Prompt:
Below is a listing from which only part is wanted; return exactly the lines from the one with "Target: dense foliage" up to and including the one with "Target: wooden walkway".

Input for this task:
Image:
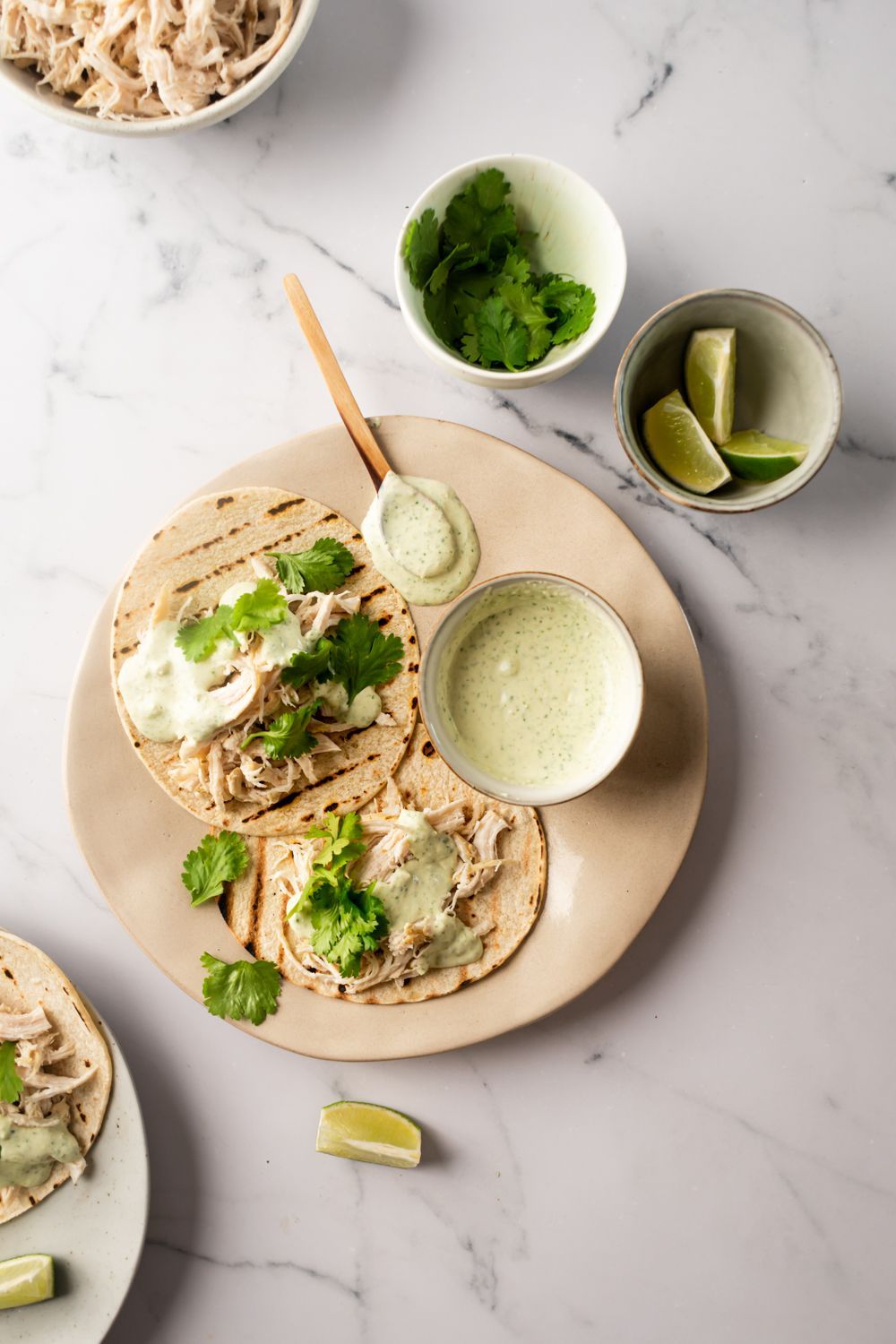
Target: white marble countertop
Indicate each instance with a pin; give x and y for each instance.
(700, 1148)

--

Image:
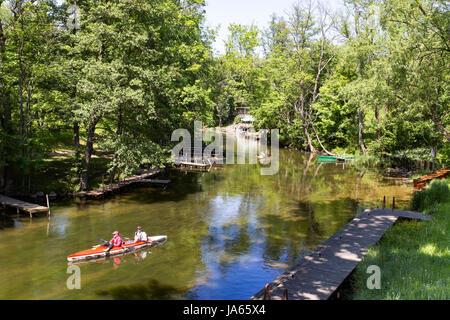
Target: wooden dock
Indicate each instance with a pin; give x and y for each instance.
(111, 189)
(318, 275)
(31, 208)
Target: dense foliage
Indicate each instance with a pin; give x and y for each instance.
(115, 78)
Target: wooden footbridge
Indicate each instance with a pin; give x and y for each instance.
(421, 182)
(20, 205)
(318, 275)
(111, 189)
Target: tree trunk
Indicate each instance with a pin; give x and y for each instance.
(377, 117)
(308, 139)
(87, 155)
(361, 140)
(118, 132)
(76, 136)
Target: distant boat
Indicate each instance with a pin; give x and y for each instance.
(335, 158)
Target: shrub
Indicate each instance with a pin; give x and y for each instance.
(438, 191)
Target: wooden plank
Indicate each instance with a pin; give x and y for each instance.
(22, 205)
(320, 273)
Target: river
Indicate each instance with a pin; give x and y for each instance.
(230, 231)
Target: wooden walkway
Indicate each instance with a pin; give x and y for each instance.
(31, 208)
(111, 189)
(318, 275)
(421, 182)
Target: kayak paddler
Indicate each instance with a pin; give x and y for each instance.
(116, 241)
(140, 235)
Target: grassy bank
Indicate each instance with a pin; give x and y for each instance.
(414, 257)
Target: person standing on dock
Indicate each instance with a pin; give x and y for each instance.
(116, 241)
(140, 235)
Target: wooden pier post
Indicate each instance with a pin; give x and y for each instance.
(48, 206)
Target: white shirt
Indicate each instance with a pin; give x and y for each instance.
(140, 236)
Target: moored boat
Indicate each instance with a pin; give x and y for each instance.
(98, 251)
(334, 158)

...

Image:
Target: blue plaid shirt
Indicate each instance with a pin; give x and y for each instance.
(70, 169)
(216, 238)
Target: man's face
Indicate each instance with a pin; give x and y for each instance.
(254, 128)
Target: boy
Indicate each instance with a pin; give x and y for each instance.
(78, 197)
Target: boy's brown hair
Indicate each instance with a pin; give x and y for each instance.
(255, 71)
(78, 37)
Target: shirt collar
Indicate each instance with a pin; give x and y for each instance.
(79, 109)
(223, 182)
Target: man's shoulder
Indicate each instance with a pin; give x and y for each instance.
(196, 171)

Result below:
Target: dense foliage
Indicate each instance with a pin; give x and y for each instance.
(115, 78)
Target: wooden footbridge
Indicate each instance with a pin; give x and y for each instance.
(421, 182)
(20, 205)
(318, 275)
(111, 189)
Target: tree trunk
Indicate each instance with a pin; give x and y for each instance.
(377, 117)
(308, 139)
(87, 155)
(361, 140)
(118, 132)
(76, 136)
Target: distant boat
Indicate each instance with a pin; give x and y for each instance.
(335, 158)
Target: shrub
Indicate each instance with a pin; give x and y for each instance.
(438, 191)
Target: wooden plank
Indicate each instance with a pin; give x and y for each instance.
(22, 205)
(320, 273)
Target: river
Indicate each instance with a pin; give x and y for each instance.
(230, 231)
Target: wooden walkway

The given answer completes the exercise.